--- Start Given data ---
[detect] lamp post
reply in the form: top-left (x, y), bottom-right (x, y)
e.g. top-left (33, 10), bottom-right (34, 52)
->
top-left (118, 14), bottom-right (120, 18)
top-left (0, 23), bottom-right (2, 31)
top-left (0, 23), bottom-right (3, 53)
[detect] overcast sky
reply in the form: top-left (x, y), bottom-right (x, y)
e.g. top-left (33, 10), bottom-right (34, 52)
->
--- End Given data ---
▶ **Exercise task**
Rewrite the material, changing every "reply" to "answer" and leaving everything else as it is.

▶ **Completed task**
[detect] lamp post
answer in the form: top-left (x, y), bottom-right (x, y)
e.g. top-left (33, 10), bottom-right (34, 52)
->
top-left (118, 14), bottom-right (120, 18)
top-left (0, 23), bottom-right (2, 31)
top-left (0, 23), bottom-right (3, 53)
[detect] overcast sky
answer in the form: top-left (x, y), bottom-right (x, y)
e.g. top-left (33, 10), bottom-right (34, 52)
->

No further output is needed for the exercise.